## start
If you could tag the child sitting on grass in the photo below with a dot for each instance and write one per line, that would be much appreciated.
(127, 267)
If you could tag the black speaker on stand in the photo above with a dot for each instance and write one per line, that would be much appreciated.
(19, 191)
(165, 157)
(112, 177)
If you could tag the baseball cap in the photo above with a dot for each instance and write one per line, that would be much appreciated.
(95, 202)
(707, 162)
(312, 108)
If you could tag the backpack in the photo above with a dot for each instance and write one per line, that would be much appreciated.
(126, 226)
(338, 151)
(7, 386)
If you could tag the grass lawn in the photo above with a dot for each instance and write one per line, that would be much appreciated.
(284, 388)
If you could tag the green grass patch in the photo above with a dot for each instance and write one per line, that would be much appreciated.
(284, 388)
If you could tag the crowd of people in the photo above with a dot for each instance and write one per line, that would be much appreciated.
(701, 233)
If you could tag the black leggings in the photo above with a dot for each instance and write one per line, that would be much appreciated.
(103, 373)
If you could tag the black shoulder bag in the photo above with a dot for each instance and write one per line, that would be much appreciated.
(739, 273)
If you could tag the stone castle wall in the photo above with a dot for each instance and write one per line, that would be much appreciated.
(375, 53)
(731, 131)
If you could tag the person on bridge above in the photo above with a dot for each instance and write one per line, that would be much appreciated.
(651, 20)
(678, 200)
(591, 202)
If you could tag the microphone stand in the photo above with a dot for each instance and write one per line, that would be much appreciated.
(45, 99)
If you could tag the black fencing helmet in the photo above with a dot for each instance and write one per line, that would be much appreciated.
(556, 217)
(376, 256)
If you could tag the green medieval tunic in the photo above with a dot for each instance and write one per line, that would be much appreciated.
## end
Task instructions: Reproduce the lines above word for word, without changing anything.

Response to this task:
If you could tag the child sitting on grass in the photo below with a dot for each instance and write one per line, that would be much appreciated.
(127, 267)
If you could tag the black speaker on stand in the photo above with a dot for each instance and write one per line, that would be much appreciated.
(19, 191)
(165, 157)
(112, 177)
If you could tag the baseball cap in the photo above with a dot for each instance and write one per line, that would be much appreciated.
(95, 202)
(707, 162)
(312, 108)
If you could tag the backpack in the photo above with a dot for each instance and write one per line, that would be much appreciated.
(126, 226)
(338, 151)
(7, 386)
If you could tag the grass lawn in the photo above with a dot for each instance and write one per line, that would be much appreciated.
(284, 388)
If you could tag the green grass patch in the photo above with a dot for each instance and write one per line, that would be much appreciated.
(284, 388)
If you could tag the crowd of people in the photo above with a dot for each instance and write one per line, that would be much appreciated.
(701, 233)
If you could tag the black leggings in the photo above with a dot for each instance and write one per line, that would be much appreciated.
(103, 373)
If you could tag the black shoulder bag in the photo above with a dot for each instance and write one per line, that would be much appreciated.
(739, 273)
If you could tag the stone castle wall in the photo above with a dot for each instance and write one per line, that would be much appreciated.
(375, 53)
(731, 131)
If you could tag the person on bridge above in the photo above with a dot for each instance and write one per line, that would be much appreciated.
(651, 20)
(678, 200)
(591, 202)
If you could tag the microphone stand in the photo above with a dot for each instance and write one per line, that would be much appreciated.
(45, 99)
If you could tag the black fencing helmet in the photo above with a dot for each instance and write one per line, that would be much appreciated.
(556, 217)
(376, 256)
If you could tag the green medieval tunic in the photo above with a dot for each instance and write one per line, that would be much appreciated.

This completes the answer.